Extract:
Sunday 24 July 2016

The future of film - Further discussion with contributions from David Hare, Bruce Hodsdon (and Adrian Martin and Noel Bjorndahl) for which many thanks

In a previous post which you can find here Bruce Hodson passed along some thoughts prompted by Kent Jones and the appearance of Jones feature doco on Hitchcock & Truffaut. This prompted some further commentary which I have gathered up, slightly edited, added one self-indulgent link, and now posted. Read on.this need not be the end.

David Hare Bruce you are surely not wrong to think of Jodie Foster's comments as basically promotional. Money Monster, which we saw last month with an appreciative full house in Paris, did not impress as very much more than any old style Stanley Kramer liberal message pic with the usual suspects doing their dues (Clooney in place of Spencer Tracy, etc). But it was weighted down with characterizations of such reductionist simplicity it made the old Kramer characters play like characters from Tolstoy. Even Clooney's ambivalent TV personality and semi-insider economics presenter has little depth. But the part of the "hostage taker", which did have some depth, was undermined by an embarrassingly bad Hays code morality obliging his death at the climax. A really brave independent movie would have kept him alive at the end and fighting for freedom but fighting very much against an authoritarian establishment whose immorality is even more insidious than the pro-neocon BS Clooney peddles on his show. That would have clearly been too subversive for Foster and I frankly thought the resultant picture was in fact completely "mainstream".

Supplied data:
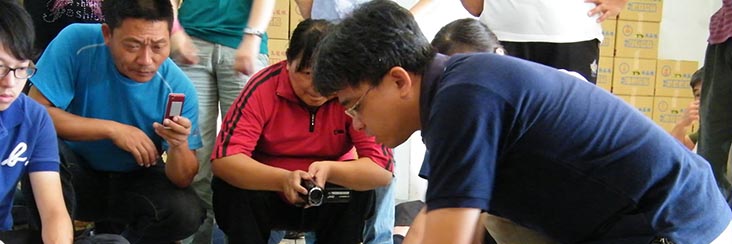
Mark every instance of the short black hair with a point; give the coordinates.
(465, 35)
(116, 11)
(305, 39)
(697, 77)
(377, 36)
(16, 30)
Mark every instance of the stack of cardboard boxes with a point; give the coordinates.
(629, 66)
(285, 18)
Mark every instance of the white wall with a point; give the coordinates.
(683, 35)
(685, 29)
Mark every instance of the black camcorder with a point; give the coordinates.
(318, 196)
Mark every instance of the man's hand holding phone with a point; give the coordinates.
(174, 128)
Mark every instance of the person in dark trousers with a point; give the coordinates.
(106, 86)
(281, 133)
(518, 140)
...
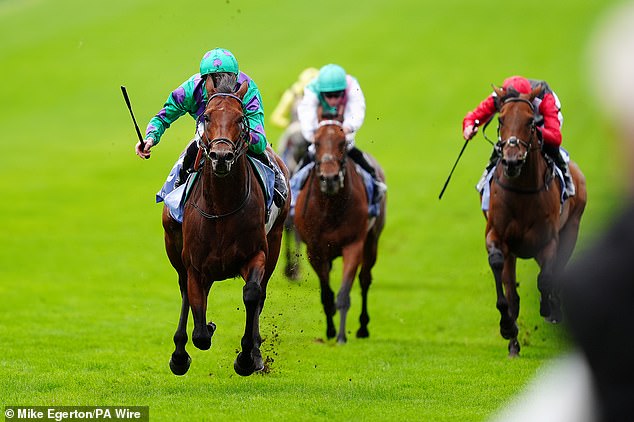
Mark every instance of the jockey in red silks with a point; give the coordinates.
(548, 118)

Requests:
1) Name every person the heading of the film-discussion post credits with contributions.
2) From the film-discussion post, output the passage that begins at the words "Sunday 24 July" and stops after "be the end.".

Exercise responses:
1) David Hare, Bruce Hodsdon, Adrian Martin, Noel Bjorndahl

2)
Sunday 24 July 2016

The future of film - Further discussion with contributions from David Hare, Bruce Hodsdon (and Adrian Martin and Noel Bjorndahl) for which many thanks

In a previous post which you can find here Bruce Hodson passed along some thoughts prompted by Kent Jones and the appearance of Jones feature doco on Hitchcock & Truffaut. This prompted some further commentary which I have gathered up, slightly edited, added one self-indulgent link, and now posted. Read on.this need not be the end.